● PROBLEM TO SOLVE: Give only the number of lines in the items below that contain the string "curtain".
>> Start
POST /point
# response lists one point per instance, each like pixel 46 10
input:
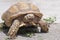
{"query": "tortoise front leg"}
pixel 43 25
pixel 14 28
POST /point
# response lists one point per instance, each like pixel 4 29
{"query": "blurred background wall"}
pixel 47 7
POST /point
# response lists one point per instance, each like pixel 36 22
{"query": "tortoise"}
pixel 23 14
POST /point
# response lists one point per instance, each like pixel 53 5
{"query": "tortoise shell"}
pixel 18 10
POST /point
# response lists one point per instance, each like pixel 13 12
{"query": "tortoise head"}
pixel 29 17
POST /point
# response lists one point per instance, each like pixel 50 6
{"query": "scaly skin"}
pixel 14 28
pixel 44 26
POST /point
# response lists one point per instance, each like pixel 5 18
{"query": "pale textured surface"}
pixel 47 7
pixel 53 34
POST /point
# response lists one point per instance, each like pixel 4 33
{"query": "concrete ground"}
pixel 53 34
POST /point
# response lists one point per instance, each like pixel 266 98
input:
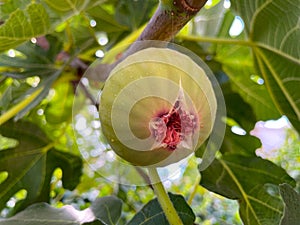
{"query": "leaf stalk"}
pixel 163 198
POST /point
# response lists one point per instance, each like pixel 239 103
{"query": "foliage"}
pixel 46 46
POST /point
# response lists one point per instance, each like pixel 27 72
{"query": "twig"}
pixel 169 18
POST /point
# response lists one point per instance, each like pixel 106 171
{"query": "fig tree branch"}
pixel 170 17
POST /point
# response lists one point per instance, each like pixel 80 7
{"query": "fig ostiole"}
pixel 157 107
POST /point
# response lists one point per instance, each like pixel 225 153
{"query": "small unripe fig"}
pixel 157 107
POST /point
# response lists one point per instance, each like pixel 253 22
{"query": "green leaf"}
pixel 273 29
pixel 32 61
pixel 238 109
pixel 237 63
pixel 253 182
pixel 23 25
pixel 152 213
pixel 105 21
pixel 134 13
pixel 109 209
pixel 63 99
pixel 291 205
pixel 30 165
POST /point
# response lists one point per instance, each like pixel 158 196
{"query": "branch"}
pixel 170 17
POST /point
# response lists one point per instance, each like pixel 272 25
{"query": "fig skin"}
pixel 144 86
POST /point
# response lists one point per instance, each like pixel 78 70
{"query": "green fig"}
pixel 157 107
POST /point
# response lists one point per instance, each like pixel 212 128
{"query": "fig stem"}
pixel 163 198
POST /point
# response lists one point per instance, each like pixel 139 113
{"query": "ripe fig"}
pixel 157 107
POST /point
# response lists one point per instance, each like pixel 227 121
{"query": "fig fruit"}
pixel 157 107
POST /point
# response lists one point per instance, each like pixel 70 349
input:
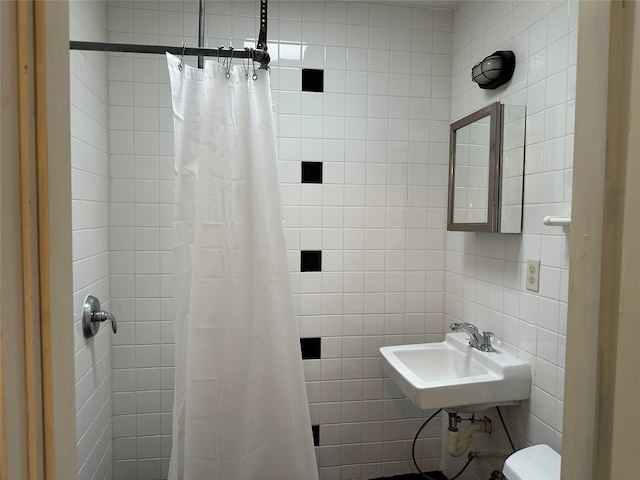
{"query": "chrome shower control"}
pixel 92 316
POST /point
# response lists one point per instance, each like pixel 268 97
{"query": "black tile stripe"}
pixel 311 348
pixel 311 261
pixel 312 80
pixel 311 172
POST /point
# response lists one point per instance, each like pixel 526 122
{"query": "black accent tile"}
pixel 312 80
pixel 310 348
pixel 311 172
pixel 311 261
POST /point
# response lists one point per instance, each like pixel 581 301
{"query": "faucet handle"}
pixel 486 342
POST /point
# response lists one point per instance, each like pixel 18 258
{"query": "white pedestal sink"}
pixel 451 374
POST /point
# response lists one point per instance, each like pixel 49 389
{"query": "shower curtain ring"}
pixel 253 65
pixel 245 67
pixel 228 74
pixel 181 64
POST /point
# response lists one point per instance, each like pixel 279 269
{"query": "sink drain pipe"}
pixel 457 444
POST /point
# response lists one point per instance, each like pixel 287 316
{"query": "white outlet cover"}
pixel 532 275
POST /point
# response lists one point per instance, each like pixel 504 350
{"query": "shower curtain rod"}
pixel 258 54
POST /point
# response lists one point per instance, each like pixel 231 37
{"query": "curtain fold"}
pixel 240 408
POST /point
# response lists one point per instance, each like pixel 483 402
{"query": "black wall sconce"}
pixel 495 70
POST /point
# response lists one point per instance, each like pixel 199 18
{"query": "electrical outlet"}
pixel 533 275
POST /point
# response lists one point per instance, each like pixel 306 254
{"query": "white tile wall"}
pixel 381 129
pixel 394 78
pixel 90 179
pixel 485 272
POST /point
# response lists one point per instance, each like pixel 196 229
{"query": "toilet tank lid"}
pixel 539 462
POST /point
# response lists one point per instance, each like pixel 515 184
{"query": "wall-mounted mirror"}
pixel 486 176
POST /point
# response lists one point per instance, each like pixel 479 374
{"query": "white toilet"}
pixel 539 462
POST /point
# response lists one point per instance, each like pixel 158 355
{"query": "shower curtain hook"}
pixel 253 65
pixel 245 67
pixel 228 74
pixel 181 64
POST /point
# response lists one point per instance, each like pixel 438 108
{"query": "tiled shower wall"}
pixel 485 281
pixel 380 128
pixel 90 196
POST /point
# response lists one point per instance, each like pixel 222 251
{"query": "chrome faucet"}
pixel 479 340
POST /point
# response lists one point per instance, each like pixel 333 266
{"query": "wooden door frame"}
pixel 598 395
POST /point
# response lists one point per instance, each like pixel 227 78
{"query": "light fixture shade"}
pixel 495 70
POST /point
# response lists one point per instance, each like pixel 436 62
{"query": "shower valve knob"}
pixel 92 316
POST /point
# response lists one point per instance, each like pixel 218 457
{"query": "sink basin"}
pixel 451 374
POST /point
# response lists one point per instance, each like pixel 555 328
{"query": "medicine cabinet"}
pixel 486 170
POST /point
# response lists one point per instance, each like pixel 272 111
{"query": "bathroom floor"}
>> End
● TASK RESULT: 4